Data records

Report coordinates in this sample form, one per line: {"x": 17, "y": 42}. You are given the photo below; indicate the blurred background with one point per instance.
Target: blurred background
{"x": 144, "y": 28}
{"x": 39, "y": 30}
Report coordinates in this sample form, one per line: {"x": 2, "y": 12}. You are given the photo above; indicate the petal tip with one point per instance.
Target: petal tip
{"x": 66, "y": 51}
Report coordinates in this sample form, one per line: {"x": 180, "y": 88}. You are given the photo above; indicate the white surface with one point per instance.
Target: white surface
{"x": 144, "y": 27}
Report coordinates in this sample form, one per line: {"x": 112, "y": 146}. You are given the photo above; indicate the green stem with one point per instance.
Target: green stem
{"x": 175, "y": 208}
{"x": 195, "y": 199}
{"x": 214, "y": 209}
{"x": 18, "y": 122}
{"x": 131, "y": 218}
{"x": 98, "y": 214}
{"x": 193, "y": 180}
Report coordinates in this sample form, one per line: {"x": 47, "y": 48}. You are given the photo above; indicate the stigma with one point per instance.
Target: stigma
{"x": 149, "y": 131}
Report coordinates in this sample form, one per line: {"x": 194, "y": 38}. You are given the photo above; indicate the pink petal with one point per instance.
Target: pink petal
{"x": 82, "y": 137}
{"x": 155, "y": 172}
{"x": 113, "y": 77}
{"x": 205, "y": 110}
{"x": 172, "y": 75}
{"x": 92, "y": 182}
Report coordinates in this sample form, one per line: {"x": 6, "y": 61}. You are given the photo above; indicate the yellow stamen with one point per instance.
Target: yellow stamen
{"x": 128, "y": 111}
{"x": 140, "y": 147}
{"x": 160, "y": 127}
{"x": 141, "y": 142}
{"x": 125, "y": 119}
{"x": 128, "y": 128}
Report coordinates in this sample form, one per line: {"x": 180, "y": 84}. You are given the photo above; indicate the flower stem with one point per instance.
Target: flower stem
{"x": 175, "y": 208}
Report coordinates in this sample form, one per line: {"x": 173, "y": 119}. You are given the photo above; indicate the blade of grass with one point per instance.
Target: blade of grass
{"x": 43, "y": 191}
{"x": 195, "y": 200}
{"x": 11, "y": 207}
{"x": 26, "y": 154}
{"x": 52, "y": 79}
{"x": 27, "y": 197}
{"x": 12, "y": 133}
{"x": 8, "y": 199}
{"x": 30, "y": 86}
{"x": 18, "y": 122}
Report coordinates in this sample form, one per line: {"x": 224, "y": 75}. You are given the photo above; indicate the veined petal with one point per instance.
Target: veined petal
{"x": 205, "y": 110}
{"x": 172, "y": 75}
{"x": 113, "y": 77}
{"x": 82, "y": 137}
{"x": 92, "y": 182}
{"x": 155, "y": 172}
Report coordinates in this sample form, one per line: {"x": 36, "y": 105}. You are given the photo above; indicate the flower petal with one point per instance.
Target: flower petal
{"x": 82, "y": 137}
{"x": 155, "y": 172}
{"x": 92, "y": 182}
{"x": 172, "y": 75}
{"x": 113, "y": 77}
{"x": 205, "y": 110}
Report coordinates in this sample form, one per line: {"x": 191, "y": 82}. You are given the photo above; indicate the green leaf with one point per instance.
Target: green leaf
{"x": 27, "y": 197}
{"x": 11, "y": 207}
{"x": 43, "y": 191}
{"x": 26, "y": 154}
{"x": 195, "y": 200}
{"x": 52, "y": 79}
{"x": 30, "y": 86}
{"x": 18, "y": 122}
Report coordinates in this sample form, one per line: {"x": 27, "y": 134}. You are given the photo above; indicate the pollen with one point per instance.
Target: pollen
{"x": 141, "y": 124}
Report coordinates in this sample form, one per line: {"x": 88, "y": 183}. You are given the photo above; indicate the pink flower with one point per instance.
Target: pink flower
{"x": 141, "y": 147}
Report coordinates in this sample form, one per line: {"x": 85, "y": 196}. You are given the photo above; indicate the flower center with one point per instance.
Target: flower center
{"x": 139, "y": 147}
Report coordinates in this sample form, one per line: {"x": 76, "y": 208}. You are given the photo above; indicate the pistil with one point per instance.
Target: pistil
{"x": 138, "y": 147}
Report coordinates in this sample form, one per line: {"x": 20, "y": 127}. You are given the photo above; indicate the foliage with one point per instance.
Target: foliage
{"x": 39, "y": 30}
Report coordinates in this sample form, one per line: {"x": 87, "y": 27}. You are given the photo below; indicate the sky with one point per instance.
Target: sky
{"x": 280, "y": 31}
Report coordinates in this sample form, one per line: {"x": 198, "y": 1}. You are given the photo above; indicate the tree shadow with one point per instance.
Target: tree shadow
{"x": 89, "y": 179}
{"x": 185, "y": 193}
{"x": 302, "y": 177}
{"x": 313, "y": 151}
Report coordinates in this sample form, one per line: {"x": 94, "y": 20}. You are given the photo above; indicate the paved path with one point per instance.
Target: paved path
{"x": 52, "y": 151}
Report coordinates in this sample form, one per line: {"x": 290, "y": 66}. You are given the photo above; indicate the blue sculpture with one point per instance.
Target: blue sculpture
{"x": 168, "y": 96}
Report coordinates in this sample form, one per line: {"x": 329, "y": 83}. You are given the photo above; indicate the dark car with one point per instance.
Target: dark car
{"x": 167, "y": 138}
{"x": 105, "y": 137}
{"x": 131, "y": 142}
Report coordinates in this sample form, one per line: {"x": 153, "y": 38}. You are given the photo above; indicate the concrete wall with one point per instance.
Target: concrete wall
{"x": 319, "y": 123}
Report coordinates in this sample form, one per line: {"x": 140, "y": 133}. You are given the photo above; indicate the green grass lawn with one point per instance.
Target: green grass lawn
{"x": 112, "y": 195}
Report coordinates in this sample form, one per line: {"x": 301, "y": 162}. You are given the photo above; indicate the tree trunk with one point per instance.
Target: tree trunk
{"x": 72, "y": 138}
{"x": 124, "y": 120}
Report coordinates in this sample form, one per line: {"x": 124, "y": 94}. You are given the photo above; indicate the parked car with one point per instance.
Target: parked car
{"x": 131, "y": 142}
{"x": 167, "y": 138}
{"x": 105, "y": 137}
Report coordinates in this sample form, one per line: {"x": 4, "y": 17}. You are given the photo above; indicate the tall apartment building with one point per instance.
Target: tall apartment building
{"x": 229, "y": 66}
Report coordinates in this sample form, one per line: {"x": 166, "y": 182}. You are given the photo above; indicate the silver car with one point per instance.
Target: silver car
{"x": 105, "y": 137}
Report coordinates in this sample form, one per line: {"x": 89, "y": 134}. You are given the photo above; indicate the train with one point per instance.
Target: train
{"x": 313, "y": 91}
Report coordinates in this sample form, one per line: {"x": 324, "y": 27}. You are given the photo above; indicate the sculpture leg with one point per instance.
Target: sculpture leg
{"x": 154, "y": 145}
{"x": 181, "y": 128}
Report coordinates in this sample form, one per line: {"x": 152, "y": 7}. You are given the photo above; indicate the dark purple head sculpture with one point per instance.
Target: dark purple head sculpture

## What to do
Each entry is to be returned in full, character for character.

## Full response
Report coordinates in this sample form, one per line: {"x": 17, "y": 42}. You are given the photo below; indicate the blurred background with one point per instance.
Target: blurred background
{"x": 144, "y": 28}
{"x": 39, "y": 30}
Report coordinates in this sample form, one per line: {"x": 2, "y": 12}. You are given the photo above; indicate the petal tip with one point per instance.
Target: petal tip
{"x": 66, "y": 51}
Report coordinates in this sample form, one per line: {"x": 180, "y": 88}. You are given the photo above; indicate the white surface with one point per instance.
Target: white surface
{"x": 144, "y": 27}
Report coordinates in this sample form, one per line: {"x": 112, "y": 146}. You are given the photo above; indicate the green stem with one point per instance.
Target: green stem
{"x": 175, "y": 208}
{"x": 195, "y": 199}
{"x": 214, "y": 209}
{"x": 18, "y": 122}
{"x": 131, "y": 218}
{"x": 98, "y": 214}
{"x": 193, "y": 180}
Report coordinates in this sample form, one per line: {"x": 47, "y": 48}. You are given the photo above; indicate the stigma with one point per instance.
Target: stigma
{"x": 149, "y": 131}
Report coordinates in this sample form, one per line: {"x": 194, "y": 38}. You are given the photo above; indicate the pink petal with one point per instance.
Target: pink petal
{"x": 82, "y": 137}
{"x": 155, "y": 172}
{"x": 113, "y": 77}
{"x": 205, "y": 110}
{"x": 172, "y": 75}
{"x": 92, "y": 182}
Report coordinates in this sample form, one per line: {"x": 6, "y": 61}. You are given the photo above; indicate the yellow stamen with one point per instance.
Target: yellow stamen
{"x": 128, "y": 111}
{"x": 140, "y": 147}
{"x": 160, "y": 127}
{"x": 141, "y": 142}
{"x": 125, "y": 119}
{"x": 128, "y": 128}
Report coordinates in this sample form, one per line: {"x": 180, "y": 84}. You are given the photo above; indicate the flower stem with one point per instance.
Target: flower stem
{"x": 175, "y": 208}
Report coordinates in this sample form, one per line: {"x": 173, "y": 119}. You are given the photo above; indicate the blade of grass with one point per instance.
Target: blade of grass
{"x": 43, "y": 191}
{"x": 195, "y": 200}
{"x": 11, "y": 207}
{"x": 26, "y": 154}
{"x": 52, "y": 79}
{"x": 27, "y": 197}
{"x": 12, "y": 133}
{"x": 8, "y": 199}
{"x": 30, "y": 86}
{"x": 18, "y": 122}
Report coordinates in this sample form, one per line: {"x": 224, "y": 75}. You are given the photo above; indicate the veined petal with one point per instance.
Target: veined petal
{"x": 205, "y": 110}
{"x": 172, "y": 75}
{"x": 113, "y": 77}
{"x": 82, "y": 137}
{"x": 92, "y": 182}
{"x": 155, "y": 172}
Report coordinates in this sample form, one per line: {"x": 36, "y": 105}. You are given the photo above; indicate the flower petal with one point per instance.
Target: flower petal
{"x": 82, "y": 137}
{"x": 155, "y": 172}
{"x": 92, "y": 182}
{"x": 172, "y": 75}
{"x": 113, "y": 77}
{"x": 205, "y": 110}
Report coordinates in this sample form, one per line: {"x": 191, "y": 82}. You are given the photo above; indicate the green leaf with one point per instance.
Target: green leaf
{"x": 27, "y": 197}
{"x": 11, "y": 207}
{"x": 43, "y": 191}
{"x": 26, "y": 154}
{"x": 195, "y": 200}
{"x": 52, "y": 79}
{"x": 30, "y": 86}
{"x": 18, "y": 122}
Report coordinates in this sample form, one per line: {"x": 27, "y": 134}. You are given the photo above; indicate the pollen with one point per instance.
Target: pollen
{"x": 141, "y": 124}
Report coordinates in this sample form, one per line: {"x": 88, "y": 183}. You are given the photo above; indicate the pink flower with one point per instance.
Target: pink flower
{"x": 141, "y": 147}
Report coordinates in this sample form, one per line: {"x": 85, "y": 196}. You are given the photo above; indicate the flower center with one point per instance.
Target: flower center
{"x": 139, "y": 147}
Report coordinates in this sample form, one per line: {"x": 76, "y": 208}. You are given the photo above; indicate the pistil with one point per instance.
Target: pistil
{"x": 138, "y": 147}
Report coordinates in this sample form, one per line: {"x": 20, "y": 127}. You are given the photo above; indicate the foliage with one point per instance.
Target: foliage
{"x": 39, "y": 30}
Report coordinates in this sample form, one per line: {"x": 87, "y": 27}. You are given the photo below; indicate the sky with one point per instance.
Target: sky
{"x": 280, "y": 31}
Report coordinates in this sample form, one per line: {"x": 198, "y": 1}. You are given the photo above; indicate the tree shadow with one point per instance.
Target: tree shadow
{"x": 89, "y": 179}
{"x": 185, "y": 193}
{"x": 302, "y": 177}
{"x": 313, "y": 151}
Report coordinates in this sample form, one per line: {"x": 94, "y": 20}. You are given the photo above; indicate the paved path with one point per instance.
Target: paved path
{"x": 52, "y": 151}
Report coordinates in this sample form, one per line: {"x": 290, "y": 66}. You are given the photo above; indicate the blue sculpture with one point per instance.
Target: blue sculpture
{"x": 168, "y": 96}
Report coordinates in this sample form, one per line: {"x": 329, "y": 83}. You are given the photo above; indicate the dark car with one point per instance.
Target: dark car
{"x": 167, "y": 138}
{"x": 105, "y": 137}
{"x": 131, "y": 142}
Report coordinates in this sample form, one per line: {"x": 153, "y": 38}. You are given the photo above; indicate the concrete wall with one point per instance.
Target: concrete wall
{"x": 319, "y": 123}
Report coordinates in this sample form, one per line: {"x": 140, "y": 133}. You are given the photo above; indicate the green grass lawn with one point per instance.
Target: green grass lawn
{"x": 112, "y": 195}
Report coordinates in this sample form, one per line: {"x": 301, "y": 162}. You are given the photo above; indicate the tree trunk with one point per instance.
Target: tree trunk
{"x": 72, "y": 138}
{"x": 124, "y": 120}
Report coordinates in this sample form, one per line: {"x": 124, "y": 94}. You are given the photo above; indicate the parked car with one point per instance.
Target: parked car
{"x": 131, "y": 142}
{"x": 167, "y": 138}
{"x": 105, "y": 137}
Report coordinates in this sample form, one per line: {"x": 4, "y": 17}. You are given the photo above; indicate the tall apartment building with one point per instance.
Target: tall apartment building
{"x": 229, "y": 66}
Report coordinates in this sample form, one per line: {"x": 166, "y": 182}. You are given the photo above; indicate the silver car with one point per instance.
Target: silver car
{"x": 105, "y": 137}
Report coordinates in this sample form, one per line: {"x": 89, "y": 134}. You are given the photo above; indicate the train with one point per instance.
Target: train
{"x": 313, "y": 91}
Report coordinates in this sample form, one per line: {"x": 324, "y": 27}. You are given the photo above; indicate the sculpture leg with one point per instance.
Target: sculpture leg
{"x": 154, "y": 145}
{"x": 181, "y": 128}
Report coordinates in this sample form, one per line: {"x": 152, "y": 7}. You are given the photo above; indicate the dark purple head sculpture with one point per instance.
Target: dark purple head sculpture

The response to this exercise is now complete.